**WRITTEN PROBLEM**.
Transcribe the forum post on masked self-attention below word for word, from "To understand in" up to and including "in each column.".

— START OF DOCUMENT SEGMENT —

Masked self-attention in tranformer's decoder

964 views Asked by At

I'm writing my thesis about attention mechanisms. In the paragraph in which I explain the decoder of transformer I wrote this:

The first sub-layer is called masked self-attention, in which the masking operation consists in preventing the decoder from paying attention to subsequent words. That is to say, while training a transformer for translation purposes, it is possible to access the target translation; on the other hand, during the inference, that is the translation of new sentences, it is not possible to access the target translation. Therefore, when calculating the probabilities of the next word in the sequence, the network must not access that word. Otherwise, the translation task would be banal and the network would not learn to predict the translation correctly.

I don't know if I said something wrong also in the previous part, but my professor thinks I made mistakes in the following part:

To understand in a simple way the functioning of the masked self-attention level, let's go back to the example “Orlando Bloom loves Miranda Kerr” (x1 x2 x3 x4 x5). If we consider the inputs as vectors x1, x2. x3. x4. x5 and we want to translate the word x3 corresponding to "loves", you need to make sure that the following words x4 and x5 do not influence the translation y3. To prevent this influence, masking sets the weights of x4 and x5 to zero. Then a normalization of the weights is performed so that the sum of the elements of each column in the matrix is equal to 1. The result is a matrix with normalized weights in each column.

Can someone please tell me where the miskates are?

0

There are 0 answers

— END OF DOCUMENT SEGMENT —
— START OF EXTRACTED MATERIAL —

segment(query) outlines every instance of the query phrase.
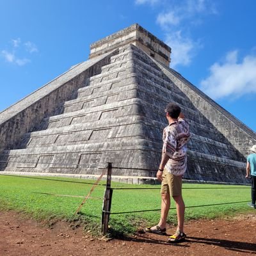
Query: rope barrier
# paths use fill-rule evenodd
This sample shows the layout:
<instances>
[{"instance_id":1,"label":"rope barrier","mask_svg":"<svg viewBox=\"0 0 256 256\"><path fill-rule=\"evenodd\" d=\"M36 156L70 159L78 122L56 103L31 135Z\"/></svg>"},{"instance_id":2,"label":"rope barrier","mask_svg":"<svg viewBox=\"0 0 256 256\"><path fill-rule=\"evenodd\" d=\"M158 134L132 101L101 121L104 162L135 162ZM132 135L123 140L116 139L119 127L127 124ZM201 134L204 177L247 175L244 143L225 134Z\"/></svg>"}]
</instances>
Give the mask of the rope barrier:
<instances>
[{"instance_id":1,"label":"rope barrier","mask_svg":"<svg viewBox=\"0 0 256 256\"><path fill-rule=\"evenodd\" d=\"M248 189L250 188L239 188L239 187L231 187L231 188L182 188L183 189ZM111 188L113 190L132 190L132 189L159 189L159 188Z\"/></svg>"},{"instance_id":2,"label":"rope barrier","mask_svg":"<svg viewBox=\"0 0 256 256\"><path fill-rule=\"evenodd\" d=\"M191 205L191 206L186 206L186 208L196 208L196 207L209 207L209 206L215 206L215 205L227 205L227 204L241 204L241 203L246 203L248 201L241 201L241 202L232 202L228 203L219 203L219 204L206 204L206 205ZM170 208L170 210L174 209L175 207ZM124 214L127 213L137 213L137 212L152 212L152 211L161 211L161 209L156 209L152 210L141 210L141 211L133 211L129 212L108 212L109 214Z\"/></svg>"}]
</instances>

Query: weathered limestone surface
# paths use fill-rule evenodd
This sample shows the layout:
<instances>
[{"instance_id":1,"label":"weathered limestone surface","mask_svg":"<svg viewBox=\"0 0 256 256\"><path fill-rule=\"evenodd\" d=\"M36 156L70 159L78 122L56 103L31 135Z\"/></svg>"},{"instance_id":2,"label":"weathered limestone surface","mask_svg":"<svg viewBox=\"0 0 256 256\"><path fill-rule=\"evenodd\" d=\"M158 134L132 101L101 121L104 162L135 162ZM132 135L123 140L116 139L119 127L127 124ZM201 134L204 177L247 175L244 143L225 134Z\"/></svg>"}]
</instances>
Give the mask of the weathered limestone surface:
<instances>
[{"instance_id":1,"label":"weathered limestone surface","mask_svg":"<svg viewBox=\"0 0 256 256\"><path fill-rule=\"evenodd\" d=\"M171 48L154 35L135 24L90 45L90 58L133 44L166 66L170 62Z\"/></svg>"},{"instance_id":2,"label":"weathered limestone surface","mask_svg":"<svg viewBox=\"0 0 256 256\"><path fill-rule=\"evenodd\" d=\"M24 133L42 118L61 111L63 102L76 97L85 79L99 74L111 53L79 63L51 82L0 113L0 152L12 149Z\"/></svg>"},{"instance_id":3,"label":"weathered limestone surface","mask_svg":"<svg viewBox=\"0 0 256 256\"><path fill-rule=\"evenodd\" d=\"M155 177L167 125L164 109L176 102L191 132L184 178L246 182L245 157L255 133L145 53L145 45L131 44L130 38L125 44L124 31L120 42L115 39L116 51L74 67L40 89L45 92L33 96L35 100L29 95L0 113L1 134L10 129L1 140L0 170L88 177L112 162L113 175L132 182Z\"/></svg>"}]
</instances>

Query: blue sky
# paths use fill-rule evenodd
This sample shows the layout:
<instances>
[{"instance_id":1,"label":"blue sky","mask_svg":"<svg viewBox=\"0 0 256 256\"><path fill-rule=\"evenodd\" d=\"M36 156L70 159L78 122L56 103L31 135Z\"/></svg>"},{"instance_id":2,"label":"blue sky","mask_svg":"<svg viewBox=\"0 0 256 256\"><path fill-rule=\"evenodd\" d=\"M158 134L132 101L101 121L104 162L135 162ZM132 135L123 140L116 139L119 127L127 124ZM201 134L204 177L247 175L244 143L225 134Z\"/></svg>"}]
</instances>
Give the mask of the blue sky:
<instances>
[{"instance_id":1,"label":"blue sky","mask_svg":"<svg viewBox=\"0 0 256 256\"><path fill-rule=\"evenodd\" d=\"M256 131L256 1L0 0L0 111L134 23L170 67Z\"/></svg>"}]
</instances>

— END OF EXTRACTED MATERIAL —

**CORRECT RESULT**.
To understand in a simple way the functioning of the masked self-attention level, let's go back to the example “Orlando Bloom loves Miranda Kerr” (x1 x2 x3 x4 x5). If we consider the inputs as vectors x1, x2. x3. x4. x5 and we want to translate the word x3 corresponding to "loves", you need to make sure that the following words x4 and x5 do not influence the translation y3. To prevent this influence, masking sets the weights of x4 and x5 to zero. Then a normalization of the weights is performed so that the sum of the elements of each column in the matrix is equal to 1. The result is a matrix with normalized weights in each column.